● Instructions for the task
Shift every answer coordinate in the data below by adding 71 to each of its numbers. Reproduce all of the lines in full, and leave every other number unchanged.

start Data extract

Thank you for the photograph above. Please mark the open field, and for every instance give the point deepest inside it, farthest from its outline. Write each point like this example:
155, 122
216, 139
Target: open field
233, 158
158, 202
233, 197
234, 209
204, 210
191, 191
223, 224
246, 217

end Data extract

● Task solution
Thank you for the photograph above. Please mark the open field, and for every instance give the point deepest inside it, farthest from its outline. Write each point like this example:
155, 122
216, 139
Target: open field
304, 229
229, 273
304, 268
305, 280
275, 281
262, 262
294, 295
317, 288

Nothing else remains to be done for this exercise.